[Problem statement]: Return all the entries word for word.

** Opening Supplied material block **

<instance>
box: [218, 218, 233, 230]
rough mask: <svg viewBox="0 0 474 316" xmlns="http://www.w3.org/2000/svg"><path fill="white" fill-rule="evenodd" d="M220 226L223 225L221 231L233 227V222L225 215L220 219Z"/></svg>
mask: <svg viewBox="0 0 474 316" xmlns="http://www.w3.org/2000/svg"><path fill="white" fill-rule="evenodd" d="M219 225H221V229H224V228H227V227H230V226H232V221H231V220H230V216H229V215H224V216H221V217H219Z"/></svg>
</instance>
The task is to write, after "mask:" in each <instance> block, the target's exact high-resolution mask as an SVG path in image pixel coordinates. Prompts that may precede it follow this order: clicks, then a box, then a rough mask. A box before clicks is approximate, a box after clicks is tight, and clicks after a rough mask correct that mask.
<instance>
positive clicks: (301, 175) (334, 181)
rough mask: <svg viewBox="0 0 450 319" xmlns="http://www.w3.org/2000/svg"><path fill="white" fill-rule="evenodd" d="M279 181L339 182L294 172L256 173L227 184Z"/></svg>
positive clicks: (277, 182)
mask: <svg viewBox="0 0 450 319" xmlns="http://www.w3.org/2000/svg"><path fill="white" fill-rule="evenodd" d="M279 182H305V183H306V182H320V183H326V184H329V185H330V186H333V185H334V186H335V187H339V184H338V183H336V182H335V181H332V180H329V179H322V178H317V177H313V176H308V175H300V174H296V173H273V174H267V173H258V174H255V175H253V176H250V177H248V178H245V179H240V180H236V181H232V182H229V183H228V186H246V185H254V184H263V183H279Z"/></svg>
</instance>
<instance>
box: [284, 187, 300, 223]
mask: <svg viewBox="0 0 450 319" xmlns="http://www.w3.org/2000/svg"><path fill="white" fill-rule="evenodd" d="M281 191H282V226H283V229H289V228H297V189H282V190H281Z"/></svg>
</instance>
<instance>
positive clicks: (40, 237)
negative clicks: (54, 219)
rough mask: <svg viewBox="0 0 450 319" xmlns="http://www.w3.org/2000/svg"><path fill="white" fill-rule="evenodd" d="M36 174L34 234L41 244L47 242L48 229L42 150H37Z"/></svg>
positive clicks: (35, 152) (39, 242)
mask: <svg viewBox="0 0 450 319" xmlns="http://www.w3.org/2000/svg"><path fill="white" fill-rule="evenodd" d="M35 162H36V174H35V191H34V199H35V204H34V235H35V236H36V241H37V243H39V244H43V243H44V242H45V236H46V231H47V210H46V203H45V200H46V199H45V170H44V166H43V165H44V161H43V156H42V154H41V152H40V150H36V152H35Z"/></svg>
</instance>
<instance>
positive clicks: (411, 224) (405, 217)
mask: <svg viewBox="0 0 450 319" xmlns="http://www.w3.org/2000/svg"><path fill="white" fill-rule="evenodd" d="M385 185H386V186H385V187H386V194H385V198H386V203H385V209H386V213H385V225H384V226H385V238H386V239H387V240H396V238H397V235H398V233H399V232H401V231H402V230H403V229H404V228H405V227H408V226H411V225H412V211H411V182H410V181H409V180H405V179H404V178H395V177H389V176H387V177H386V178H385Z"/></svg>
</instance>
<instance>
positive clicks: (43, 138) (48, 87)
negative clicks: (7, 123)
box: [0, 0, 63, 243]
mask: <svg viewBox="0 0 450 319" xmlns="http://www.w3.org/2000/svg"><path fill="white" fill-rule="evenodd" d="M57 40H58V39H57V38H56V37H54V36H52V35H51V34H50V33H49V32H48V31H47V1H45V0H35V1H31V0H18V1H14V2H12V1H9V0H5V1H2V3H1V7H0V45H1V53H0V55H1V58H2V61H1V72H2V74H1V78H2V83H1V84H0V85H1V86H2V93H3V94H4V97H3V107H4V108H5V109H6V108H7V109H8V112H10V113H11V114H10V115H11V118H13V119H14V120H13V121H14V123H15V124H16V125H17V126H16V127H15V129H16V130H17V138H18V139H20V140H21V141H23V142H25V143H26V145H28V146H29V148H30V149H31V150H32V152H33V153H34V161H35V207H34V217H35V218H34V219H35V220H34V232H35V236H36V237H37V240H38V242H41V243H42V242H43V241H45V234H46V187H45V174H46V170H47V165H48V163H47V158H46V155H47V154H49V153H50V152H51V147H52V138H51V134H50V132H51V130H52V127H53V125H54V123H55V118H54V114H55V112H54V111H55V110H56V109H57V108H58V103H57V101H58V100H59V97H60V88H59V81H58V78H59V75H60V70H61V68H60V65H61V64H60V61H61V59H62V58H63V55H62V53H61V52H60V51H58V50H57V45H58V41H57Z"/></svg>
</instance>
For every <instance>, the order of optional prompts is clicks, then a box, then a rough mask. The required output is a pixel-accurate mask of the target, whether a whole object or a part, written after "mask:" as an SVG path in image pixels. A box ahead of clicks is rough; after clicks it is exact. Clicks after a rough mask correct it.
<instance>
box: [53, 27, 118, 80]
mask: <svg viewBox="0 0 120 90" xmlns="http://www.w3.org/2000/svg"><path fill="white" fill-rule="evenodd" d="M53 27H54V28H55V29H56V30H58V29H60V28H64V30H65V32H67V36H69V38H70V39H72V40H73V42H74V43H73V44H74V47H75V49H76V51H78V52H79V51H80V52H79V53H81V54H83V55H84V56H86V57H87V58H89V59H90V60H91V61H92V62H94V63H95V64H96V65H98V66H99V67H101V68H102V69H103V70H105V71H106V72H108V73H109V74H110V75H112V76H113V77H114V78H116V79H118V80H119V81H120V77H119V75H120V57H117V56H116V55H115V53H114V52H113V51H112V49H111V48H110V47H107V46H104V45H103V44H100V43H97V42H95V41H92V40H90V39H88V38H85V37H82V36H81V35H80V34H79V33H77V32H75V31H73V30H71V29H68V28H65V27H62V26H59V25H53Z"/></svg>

** Closing Supplied material block **

[Answer box]:
<instance>
box: [218, 218, 233, 230]
rough mask: <svg viewBox="0 0 474 316" xmlns="http://www.w3.org/2000/svg"><path fill="white" fill-rule="evenodd" d="M220 226L223 225L221 231L233 227V222L225 215L220 219Z"/></svg>
mask: <svg viewBox="0 0 474 316" xmlns="http://www.w3.org/2000/svg"><path fill="white" fill-rule="evenodd" d="M219 225H221V229H224V228H227V227H230V226H232V221H231V220H230V216H229V215H224V216H221V217H219Z"/></svg>
</instance>
The task is to write, after "mask:" in each <instance> block, the target's exact high-resolution mask as an SVG path in image pixel coordinates. Prompts that may precede it follow this order: clicks, then a box, then a rough mask. A box before clicks is approximate, a box after clicks is tight, and clicks after a rough mask correct that mask.
<instance>
positive clicks: (301, 175) (334, 181)
rough mask: <svg viewBox="0 0 450 319" xmlns="http://www.w3.org/2000/svg"><path fill="white" fill-rule="evenodd" d="M279 181L339 182L294 172L256 173L227 184Z"/></svg>
positive clicks: (277, 182)
mask: <svg viewBox="0 0 450 319" xmlns="http://www.w3.org/2000/svg"><path fill="white" fill-rule="evenodd" d="M279 182H305V183H306V182H320V183H326V184H329V185H330V186H333V185H334V186H335V187H339V184H338V183H336V182H335V181H332V180H329V179H322V178H317V177H313V176H308V175H300V174H296V173H273V174H267V173H258V174H255V175H253V176H250V177H248V178H245V179H240V180H236V181H232V182H229V183H228V186H246V185H254V184H263V183H279Z"/></svg>
</instance>
<instance>
box: [284, 187, 300, 223]
mask: <svg viewBox="0 0 450 319" xmlns="http://www.w3.org/2000/svg"><path fill="white" fill-rule="evenodd" d="M281 191H282V226H283V229H289V228H297V189H282V190H281Z"/></svg>
</instance>
<instance>
positive clicks: (40, 237)
negative clicks: (54, 219)
rough mask: <svg viewBox="0 0 450 319" xmlns="http://www.w3.org/2000/svg"><path fill="white" fill-rule="evenodd" d="M36 174L34 234L41 244L47 242L48 229L42 150H37Z"/></svg>
positive clicks: (35, 152) (39, 242)
mask: <svg viewBox="0 0 450 319" xmlns="http://www.w3.org/2000/svg"><path fill="white" fill-rule="evenodd" d="M35 162H36V174H35V191H34V199H35V204H34V235H35V236H36V241H37V243H39V244H43V243H44V242H45V236H46V231H47V210H46V203H45V200H46V199H45V170H44V166H43V165H44V161H43V156H42V154H41V152H40V150H36V152H35Z"/></svg>
</instance>
<instance>
positive clicks: (411, 224) (405, 217)
mask: <svg viewBox="0 0 450 319" xmlns="http://www.w3.org/2000/svg"><path fill="white" fill-rule="evenodd" d="M385 185H386V186H385V187H386V194H385V198H386V203H385V209H386V213H385V225H384V226H385V238H386V239H387V240H396V238H397V235H398V233H399V232H401V231H402V230H403V229H404V228H405V227H408V226H411V225H412V211H411V182H410V181H409V180H405V179H404V178H395V177H389V176H387V177H386V178H385Z"/></svg>
</instance>
<instance>
positive clicks: (43, 138) (48, 87)
negative clicks: (7, 123)
box: [0, 0, 63, 243]
mask: <svg viewBox="0 0 450 319" xmlns="http://www.w3.org/2000/svg"><path fill="white" fill-rule="evenodd" d="M57 40H58V39H57V38H56V37H54V36H52V35H51V34H50V33H49V32H48V31H47V1H45V0H35V1H31V0H18V1H14V2H12V1H9V0H5V1H2V3H1V7H0V45H1V53H0V55H1V58H2V61H1V72H2V74H1V78H2V83H1V84H0V85H1V86H2V93H3V94H4V97H3V107H4V108H5V109H6V108H7V109H8V112H10V113H11V114H10V115H11V118H13V119H14V120H13V121H14V123H15V124H16V125H17V126H16V127H15V129H16V130H17V138H18V139H20V140H21V141H23V142H25V143H26V145H28V146H29V148H30V149H31V150H32V152H33V153H34V161H35V207H34V217H35V218H34V219H35V220H34V232H35V236H36V237H37V240H38V242H41V243H42V242H43V241H45V234H46V187H45V174H46V170H47V165H48V163H47V158H46V155H47V154H49V153H50V152H51V147H52V138H51V134H50V132H51V130H52V127H53V125H54V123H55V118H54V114H55V112H54V111H55V110H56V109H57V108H58V103H57V101H58V100H59V97H60V88H59V81H58V78H59V75H60V70H61V68H60V65H61V64H60V61H61V59H62V58H63V55H62V53H61V52H60V51H58V50H57V45H58V41H57Z"/></svg>
</instance>
For every <instance>, the order of optional prompts is clicks, then a box, then a rough mask. The required output is a pixel-accurate mask of the target, whether a whole object or a part, written after "mask:" as an SVG path in image pixels. A box ahead of clicks is rough; after clicks it is exact. Clicks after a rough mask correct it.
<instance>
box: [53, 27, 118, 80]
mask: <svg viewBox="0 0 120 90" xmlns="http://www.w3.org/2000/svg"><path fill="white" fill-rule="evenodd" d="M53 27H54V28H55V29H56V30H58V29H60V28H64V30H65V32H67V36H69V38H70V39H72V40H73V42H74V43H73V44H74V47H75V49H76V51H78V52H79V51H80V52H79V53H81V54H83V55H84V56H86V57H87V58H89V59H90V60H91V61H92V62H94V63H95V64H96V65H98V66H99V67H101V68H102V69H103V70H105V71H106V72H108V73H109V74H110V75H112V76H113V77H114V78H116V79H118V80H119V81H120V77H119V75H120V57H117V56H116V55H115V53H114V52H113V51H112V49H111V48H110V47H107V46H104V45H103V44H100V43H97V42H95V41H92V40H90V39H88V38H85V37H82V36H81V35H80V34H79V33H77V32H75V31H73V30H71V29H68V28H65V27H62V26H59V25H53Z"/></svg>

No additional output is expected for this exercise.